• _What to produce_
Reproduce, exactly and in full, only the lines below from the one containing "FIND: stone wall" through the one containing "FIND: dry leaf on grass".

Source records:
◇ ◇ ◇ ◇

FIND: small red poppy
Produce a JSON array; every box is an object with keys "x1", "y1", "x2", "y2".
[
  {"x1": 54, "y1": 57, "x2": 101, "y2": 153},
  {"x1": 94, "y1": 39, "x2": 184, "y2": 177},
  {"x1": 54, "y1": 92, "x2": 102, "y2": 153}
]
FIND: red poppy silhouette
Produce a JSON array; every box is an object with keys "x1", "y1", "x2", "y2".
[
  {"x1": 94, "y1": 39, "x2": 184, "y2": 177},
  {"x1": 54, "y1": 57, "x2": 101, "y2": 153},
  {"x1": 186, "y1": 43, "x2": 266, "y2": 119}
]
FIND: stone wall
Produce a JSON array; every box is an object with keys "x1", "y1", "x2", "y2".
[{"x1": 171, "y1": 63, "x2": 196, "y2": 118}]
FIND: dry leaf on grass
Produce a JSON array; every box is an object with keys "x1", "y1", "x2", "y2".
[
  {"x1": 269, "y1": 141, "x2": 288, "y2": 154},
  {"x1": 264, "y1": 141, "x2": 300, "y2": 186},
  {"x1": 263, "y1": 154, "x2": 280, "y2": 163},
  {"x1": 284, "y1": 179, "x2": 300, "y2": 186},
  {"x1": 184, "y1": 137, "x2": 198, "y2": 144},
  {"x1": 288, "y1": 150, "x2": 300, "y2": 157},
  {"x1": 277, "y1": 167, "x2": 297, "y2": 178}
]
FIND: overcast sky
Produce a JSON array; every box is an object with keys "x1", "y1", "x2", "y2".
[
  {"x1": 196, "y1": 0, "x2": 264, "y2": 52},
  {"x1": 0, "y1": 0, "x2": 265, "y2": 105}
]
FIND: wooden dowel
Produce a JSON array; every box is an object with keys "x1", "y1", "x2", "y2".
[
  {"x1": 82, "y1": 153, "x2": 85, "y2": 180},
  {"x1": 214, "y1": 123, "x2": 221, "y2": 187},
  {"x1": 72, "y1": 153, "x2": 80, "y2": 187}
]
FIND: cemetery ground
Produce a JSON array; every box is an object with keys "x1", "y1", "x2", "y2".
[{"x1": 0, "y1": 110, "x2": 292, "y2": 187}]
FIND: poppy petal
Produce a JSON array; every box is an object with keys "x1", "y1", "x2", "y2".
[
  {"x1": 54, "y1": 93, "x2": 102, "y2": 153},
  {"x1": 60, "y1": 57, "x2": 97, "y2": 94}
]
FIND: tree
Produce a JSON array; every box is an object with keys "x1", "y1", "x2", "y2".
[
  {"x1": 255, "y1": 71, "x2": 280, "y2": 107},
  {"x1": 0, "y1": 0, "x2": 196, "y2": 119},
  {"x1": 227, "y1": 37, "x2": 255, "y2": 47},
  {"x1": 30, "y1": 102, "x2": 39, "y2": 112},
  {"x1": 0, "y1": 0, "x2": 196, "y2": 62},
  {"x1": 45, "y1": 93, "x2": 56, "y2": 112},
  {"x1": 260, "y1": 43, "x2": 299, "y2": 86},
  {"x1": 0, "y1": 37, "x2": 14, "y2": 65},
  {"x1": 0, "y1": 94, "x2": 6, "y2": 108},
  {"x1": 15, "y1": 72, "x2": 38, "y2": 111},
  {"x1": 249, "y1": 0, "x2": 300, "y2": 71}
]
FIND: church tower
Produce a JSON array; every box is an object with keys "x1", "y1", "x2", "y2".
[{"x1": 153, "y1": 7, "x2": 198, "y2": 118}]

◇ ◇ ◇ ◇

• _Final answer_
FIND: stone wall
Produce a JSON array; every box is an object with keys "x1", "y1", "x2", "y2".
[{"x1": 171, "y1": 63, "x2": 196, "y2": 118}]
FIND: dry leaf on grass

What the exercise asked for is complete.